# What to produce
Which lines below fall between the one containing "Expected behaviour: for every instance of the sky" and the one containing "Expected behaviour: for every instance of the pink"? Repeat them exactly, counting both of those lines, and add nothing else.

# Input

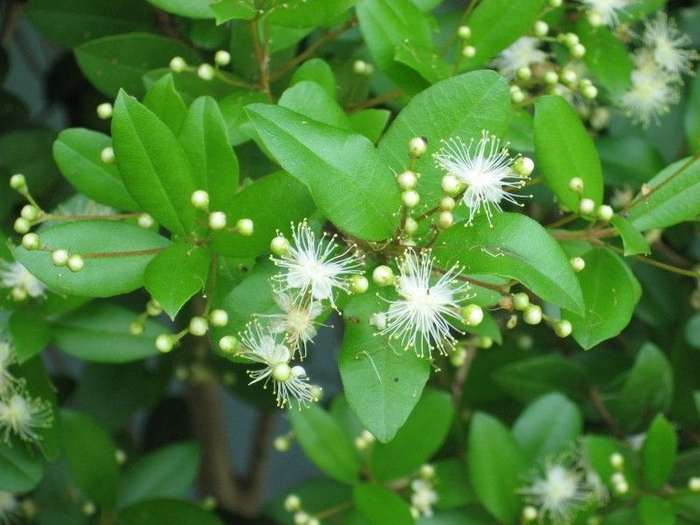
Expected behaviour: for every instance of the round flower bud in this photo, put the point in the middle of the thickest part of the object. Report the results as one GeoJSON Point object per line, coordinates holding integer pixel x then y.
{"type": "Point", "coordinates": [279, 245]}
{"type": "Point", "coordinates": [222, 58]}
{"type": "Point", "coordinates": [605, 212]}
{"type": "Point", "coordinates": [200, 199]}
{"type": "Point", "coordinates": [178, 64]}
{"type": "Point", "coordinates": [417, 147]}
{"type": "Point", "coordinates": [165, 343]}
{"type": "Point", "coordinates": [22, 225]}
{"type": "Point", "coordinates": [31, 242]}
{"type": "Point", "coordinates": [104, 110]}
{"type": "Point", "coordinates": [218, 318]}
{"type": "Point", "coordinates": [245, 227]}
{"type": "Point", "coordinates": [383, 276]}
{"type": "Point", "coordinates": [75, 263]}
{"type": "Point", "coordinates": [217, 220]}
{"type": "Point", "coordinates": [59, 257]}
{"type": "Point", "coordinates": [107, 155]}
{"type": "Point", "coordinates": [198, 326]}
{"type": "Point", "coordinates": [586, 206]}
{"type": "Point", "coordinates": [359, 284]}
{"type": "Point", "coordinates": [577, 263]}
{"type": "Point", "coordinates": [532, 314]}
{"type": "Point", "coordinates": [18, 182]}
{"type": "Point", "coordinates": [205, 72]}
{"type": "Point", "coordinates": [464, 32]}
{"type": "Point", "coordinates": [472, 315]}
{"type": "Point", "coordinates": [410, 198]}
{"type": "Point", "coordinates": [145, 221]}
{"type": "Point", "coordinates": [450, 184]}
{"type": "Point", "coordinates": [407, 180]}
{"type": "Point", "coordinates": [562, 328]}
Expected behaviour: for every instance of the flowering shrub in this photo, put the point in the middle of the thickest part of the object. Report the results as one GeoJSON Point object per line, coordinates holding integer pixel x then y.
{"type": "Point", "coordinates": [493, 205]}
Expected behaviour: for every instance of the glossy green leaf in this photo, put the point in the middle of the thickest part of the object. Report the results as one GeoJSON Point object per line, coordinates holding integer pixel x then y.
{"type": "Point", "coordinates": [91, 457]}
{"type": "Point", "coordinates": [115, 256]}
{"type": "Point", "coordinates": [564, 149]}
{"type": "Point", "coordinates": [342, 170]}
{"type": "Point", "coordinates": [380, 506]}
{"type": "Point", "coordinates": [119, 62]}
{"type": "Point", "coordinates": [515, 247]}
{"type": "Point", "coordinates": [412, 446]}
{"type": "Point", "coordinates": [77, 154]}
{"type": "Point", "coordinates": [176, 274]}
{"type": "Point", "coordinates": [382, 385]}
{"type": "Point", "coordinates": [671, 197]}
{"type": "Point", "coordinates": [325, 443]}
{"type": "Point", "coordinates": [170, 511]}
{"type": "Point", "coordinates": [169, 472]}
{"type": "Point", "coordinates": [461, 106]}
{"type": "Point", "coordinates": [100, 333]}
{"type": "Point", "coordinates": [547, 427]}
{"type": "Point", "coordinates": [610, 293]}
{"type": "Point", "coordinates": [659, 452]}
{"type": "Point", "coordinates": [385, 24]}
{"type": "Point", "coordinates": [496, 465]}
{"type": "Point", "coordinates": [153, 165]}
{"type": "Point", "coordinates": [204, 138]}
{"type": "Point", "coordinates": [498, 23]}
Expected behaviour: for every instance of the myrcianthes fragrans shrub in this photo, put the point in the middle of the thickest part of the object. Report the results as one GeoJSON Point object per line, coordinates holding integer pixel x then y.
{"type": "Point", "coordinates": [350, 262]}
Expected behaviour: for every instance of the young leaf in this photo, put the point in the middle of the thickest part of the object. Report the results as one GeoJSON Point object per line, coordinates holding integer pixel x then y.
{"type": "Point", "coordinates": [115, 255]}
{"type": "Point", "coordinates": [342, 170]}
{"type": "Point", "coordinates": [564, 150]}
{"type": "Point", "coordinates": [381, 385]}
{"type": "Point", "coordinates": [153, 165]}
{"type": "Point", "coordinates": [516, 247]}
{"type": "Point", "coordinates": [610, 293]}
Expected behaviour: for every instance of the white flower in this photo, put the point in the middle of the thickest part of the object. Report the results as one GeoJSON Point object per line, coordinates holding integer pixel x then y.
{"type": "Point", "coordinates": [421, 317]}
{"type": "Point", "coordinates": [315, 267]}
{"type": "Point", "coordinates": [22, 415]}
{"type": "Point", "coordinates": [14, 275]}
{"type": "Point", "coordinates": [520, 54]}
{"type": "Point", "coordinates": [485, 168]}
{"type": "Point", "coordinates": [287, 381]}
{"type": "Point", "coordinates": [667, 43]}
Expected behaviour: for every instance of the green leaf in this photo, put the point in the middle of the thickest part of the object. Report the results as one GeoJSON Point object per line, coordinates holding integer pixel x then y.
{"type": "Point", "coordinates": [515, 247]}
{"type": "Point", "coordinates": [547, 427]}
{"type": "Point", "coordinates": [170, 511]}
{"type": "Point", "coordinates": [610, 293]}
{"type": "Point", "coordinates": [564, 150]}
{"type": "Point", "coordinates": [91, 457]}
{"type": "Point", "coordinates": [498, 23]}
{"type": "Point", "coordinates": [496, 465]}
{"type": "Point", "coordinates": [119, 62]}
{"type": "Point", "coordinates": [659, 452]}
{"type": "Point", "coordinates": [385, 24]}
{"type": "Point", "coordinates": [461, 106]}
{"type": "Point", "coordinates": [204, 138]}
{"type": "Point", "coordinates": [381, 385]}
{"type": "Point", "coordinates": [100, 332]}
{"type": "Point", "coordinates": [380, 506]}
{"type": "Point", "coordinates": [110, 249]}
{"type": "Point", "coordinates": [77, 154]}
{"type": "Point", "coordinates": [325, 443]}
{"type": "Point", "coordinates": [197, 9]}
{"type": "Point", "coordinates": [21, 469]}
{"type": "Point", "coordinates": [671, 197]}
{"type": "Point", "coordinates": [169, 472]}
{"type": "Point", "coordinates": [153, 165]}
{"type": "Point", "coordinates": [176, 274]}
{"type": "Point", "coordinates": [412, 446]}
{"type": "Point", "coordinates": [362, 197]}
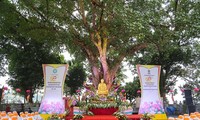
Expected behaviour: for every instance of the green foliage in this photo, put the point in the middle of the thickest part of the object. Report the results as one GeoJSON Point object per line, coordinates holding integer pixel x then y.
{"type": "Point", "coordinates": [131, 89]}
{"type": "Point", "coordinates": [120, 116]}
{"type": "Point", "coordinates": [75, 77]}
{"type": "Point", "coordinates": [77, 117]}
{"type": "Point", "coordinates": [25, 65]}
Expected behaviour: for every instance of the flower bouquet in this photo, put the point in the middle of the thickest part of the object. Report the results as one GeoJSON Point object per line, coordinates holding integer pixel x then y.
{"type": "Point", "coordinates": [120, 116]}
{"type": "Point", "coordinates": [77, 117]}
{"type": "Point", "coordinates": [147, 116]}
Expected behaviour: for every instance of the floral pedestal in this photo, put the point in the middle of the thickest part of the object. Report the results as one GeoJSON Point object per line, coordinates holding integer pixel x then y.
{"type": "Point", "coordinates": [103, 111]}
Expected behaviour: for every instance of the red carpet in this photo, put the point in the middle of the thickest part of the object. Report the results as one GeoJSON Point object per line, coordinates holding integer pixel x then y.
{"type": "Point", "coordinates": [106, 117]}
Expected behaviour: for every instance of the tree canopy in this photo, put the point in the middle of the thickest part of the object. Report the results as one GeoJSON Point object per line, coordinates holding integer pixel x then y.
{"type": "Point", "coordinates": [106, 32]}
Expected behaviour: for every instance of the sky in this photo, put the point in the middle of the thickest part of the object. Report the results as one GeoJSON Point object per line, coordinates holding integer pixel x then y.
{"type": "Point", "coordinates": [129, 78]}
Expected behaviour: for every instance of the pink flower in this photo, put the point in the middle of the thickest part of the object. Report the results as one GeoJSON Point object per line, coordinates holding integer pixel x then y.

...

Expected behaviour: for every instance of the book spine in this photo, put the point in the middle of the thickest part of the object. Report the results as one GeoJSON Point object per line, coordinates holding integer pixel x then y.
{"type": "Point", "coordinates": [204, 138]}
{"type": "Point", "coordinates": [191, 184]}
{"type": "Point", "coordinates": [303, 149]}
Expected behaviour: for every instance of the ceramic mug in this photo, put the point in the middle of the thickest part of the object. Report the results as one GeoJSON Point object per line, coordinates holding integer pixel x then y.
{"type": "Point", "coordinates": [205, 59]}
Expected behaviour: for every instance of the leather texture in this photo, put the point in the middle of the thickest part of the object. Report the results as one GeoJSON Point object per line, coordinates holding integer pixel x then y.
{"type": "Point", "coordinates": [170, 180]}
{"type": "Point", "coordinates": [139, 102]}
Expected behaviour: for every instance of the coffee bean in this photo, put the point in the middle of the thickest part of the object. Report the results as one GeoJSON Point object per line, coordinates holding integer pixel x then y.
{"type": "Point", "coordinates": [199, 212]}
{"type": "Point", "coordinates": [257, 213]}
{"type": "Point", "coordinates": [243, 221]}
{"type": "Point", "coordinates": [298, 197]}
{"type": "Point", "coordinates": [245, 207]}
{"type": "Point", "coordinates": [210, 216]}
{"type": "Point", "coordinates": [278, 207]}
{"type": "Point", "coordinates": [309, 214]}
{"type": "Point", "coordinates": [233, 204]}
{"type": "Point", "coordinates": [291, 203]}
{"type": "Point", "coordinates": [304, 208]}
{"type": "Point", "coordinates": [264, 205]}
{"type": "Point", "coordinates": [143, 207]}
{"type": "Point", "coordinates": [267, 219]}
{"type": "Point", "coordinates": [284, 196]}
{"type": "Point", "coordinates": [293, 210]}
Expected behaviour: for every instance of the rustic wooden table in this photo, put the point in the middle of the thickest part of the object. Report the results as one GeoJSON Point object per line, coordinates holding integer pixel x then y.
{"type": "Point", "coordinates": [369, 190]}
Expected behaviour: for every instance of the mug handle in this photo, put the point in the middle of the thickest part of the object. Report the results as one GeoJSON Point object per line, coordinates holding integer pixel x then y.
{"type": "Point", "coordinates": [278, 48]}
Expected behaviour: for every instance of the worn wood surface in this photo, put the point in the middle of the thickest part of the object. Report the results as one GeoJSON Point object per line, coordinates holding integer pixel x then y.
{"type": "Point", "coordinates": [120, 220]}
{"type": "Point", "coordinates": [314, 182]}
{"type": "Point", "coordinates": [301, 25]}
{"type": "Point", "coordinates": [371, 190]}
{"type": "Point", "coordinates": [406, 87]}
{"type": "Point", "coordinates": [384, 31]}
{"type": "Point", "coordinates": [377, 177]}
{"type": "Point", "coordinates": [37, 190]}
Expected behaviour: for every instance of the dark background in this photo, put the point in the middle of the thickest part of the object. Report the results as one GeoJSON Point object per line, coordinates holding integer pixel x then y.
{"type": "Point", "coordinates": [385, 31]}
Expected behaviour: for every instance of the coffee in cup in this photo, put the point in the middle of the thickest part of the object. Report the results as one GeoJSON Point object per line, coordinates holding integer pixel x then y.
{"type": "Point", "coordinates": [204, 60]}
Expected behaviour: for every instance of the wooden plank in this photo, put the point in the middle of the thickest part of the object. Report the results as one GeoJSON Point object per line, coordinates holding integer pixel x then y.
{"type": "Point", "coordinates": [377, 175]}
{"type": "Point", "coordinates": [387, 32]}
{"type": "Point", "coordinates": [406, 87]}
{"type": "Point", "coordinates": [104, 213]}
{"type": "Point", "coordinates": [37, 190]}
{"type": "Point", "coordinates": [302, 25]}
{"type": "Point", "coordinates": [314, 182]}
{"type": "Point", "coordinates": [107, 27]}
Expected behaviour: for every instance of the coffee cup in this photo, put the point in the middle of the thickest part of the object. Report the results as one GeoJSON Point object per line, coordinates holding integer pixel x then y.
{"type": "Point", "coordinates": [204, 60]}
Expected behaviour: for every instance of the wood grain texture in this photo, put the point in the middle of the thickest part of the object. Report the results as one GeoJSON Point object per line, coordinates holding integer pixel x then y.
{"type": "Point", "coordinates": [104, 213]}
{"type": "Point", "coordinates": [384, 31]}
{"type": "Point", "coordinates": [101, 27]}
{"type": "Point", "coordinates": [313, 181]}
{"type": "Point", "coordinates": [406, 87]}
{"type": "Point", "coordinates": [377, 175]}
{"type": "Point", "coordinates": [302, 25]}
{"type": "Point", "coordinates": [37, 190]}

# Task answer
Expected behaviour: for every instance of the sky in this photo, put the point in the middle of the thickest part of the object. Report the results as one GeoJSON Point object per line, coordinates holding integer pixel x then y.
{"type": "Point", "coordinates": [129, 78]}
Expected behaviour: for every instance of the pink flower in this photo, put the point in the middle of the thickest part of the object. Report the results as one GeoJSON Point object per line, coordinates holding integer pixel x then y.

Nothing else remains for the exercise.